Блокадный Ленинград: в преддверии Нового года
Они начали появляться в декабре — детские санки, ярко окрашенные в красный или желтый цвет, узенькие санки с полозьями. На них раньше дети катались с гор — на голове меховая шапка-ушанка, за спиной развеваются концы шерстяного шарфа. Рождественские подарки, маленькие саночки. В них мог даже поместиться мальчишка, съезжавший лежа на животе, или мальчик с девочкой, которые, уцепившись друг за друга, мчались по ледяным горкам.
Детские сапки… Они вдруг появились повсюду — на Невском, на широких проспектах, они двигались к улице Марата, к Невской лавре, к Пискаревскому кладбищу, к больницам. Бесконечный скрип полозьев — громче артиллерийской канонады. Этот скрип оглушал. А на сапках — больные, умирающие, мертвые.
В декабре Владимир Конашевич, художник, иллюстрировавший книги Пушкина, Лермонтова, Ганса Христиана Андерсена и Марка Твена, решил писать воспоминания. А что еще он мог делать? Он голодал и замерзал. Рисовать почти невозможно, вот он и опишет свое детство. Это было в прошлом столетии в Москве; быть может, погружаясь в воспоминания, он перестанет слышать этот скрип санок, перестанет видеть бесконечный поток людей в черных шубах, которые тащат детские санки по ледяным тротуарам, изо всех сил тянут их через мостовую.
────────────────
--- ЗАДАНИЕ ---
Напишите, что идет дальше в статье о блокадном Ленинграде, начиная сразу после ее последнего предложения.

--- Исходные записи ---
────────────────
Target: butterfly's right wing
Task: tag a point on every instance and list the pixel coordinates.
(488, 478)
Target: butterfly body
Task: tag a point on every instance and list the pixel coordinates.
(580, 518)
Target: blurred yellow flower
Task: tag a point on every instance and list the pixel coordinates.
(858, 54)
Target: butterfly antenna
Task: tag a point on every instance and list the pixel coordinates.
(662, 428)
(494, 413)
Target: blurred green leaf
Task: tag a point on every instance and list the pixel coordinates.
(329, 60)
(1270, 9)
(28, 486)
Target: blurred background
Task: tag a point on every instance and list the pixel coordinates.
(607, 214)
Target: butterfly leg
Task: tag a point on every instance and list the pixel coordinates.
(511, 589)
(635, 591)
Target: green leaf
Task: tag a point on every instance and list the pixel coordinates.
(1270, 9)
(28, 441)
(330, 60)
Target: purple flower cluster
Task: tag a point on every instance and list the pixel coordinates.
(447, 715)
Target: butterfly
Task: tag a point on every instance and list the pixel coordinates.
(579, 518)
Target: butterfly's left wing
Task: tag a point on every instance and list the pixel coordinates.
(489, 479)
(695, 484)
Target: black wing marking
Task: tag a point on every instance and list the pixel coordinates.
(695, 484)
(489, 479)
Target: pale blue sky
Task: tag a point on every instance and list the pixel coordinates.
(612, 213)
────────────────
--- РЕЗУЛЬТАТ ЗАДАНИЯ ---
В городе нет машин. Только люди тащат свою ношу — своих близких в гробах из некрашеного дерева, большие и маленькие гробы. Несчастье жмется к полозьям санок; неустойчивые ведра с водой, вязанки дров… Конашевич пробирался через сугробы и все больше вспоминал свое московское детство: зимние улицы, тихие снежные пейзажи, тишину которых нарушали лишь салазки да сани.
Нет, вытеснить из сознания настоящее он не мог. Как ни старайся, невозможно забыть крик старухи, жившей в их коммунальной квартире, которая сидела на табуретке у входа, худая, почерневшая, с протянутой рукой, хрипло шепча: «Хлеба… хлеба…» Каждый раз стоило выйти из подъезда, как протягивалась ее рука и старуха словно каркала: «Хлеба… хлеба…» Вскоре она умерла.
Ленинградцы уже привыкли к смерти. Однажды, проведя в Смольном день, Лукницкий к ночи вернулся в квартиру отца. Почти весь путь домой он прошел пешком, а придя, узнал, что умерла его тетка, Вера Николаевна. В то утро она, проснувшись, жаловалась, что болит сердце, затем села и потеряла сознание. Через несколько часов ее не стало. Положили тело на стол в ее комнате, закрыли дверь, а на кухне готовился ужин — крохотный жареный кусочек, все, что осталось от собаки Мишки.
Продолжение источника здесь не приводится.